Work to be completed. Rewrite the lines of the entries below as a numbered list, starting with the line that contains "dirt patch: detect & box" and going on through the end of the entries. Leave out any blank lines.

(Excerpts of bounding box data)
=======

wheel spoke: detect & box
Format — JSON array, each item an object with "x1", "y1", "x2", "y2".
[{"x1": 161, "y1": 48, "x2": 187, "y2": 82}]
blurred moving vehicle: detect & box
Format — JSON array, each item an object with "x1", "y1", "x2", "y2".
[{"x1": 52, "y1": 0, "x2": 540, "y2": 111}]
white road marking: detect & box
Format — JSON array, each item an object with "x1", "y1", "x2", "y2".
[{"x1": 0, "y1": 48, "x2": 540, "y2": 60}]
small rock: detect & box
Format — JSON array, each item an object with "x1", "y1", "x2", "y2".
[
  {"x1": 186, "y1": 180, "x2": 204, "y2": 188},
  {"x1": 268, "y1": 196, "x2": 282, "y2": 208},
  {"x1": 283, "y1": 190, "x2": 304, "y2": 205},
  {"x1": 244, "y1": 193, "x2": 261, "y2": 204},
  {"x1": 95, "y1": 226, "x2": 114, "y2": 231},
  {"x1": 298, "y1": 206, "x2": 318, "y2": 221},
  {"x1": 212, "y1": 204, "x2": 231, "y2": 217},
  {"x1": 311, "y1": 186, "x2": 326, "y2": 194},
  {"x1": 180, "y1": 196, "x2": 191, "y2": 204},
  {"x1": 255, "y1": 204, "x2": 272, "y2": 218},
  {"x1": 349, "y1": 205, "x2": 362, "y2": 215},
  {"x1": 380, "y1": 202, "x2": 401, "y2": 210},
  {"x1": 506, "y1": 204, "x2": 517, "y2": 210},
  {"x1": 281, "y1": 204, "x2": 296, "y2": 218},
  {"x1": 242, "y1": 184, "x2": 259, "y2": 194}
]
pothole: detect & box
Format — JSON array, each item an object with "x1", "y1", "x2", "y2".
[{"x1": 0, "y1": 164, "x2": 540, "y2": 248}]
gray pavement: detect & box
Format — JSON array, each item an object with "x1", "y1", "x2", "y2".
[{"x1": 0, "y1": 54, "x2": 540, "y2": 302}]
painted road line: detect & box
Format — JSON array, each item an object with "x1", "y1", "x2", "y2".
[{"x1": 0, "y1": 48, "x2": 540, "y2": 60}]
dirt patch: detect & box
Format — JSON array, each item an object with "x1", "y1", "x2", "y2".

=======

Solution below.
1. dirt patch: detect & box
2. Format — JSON array, each item an object with "x1", "y1", "x2", "y2".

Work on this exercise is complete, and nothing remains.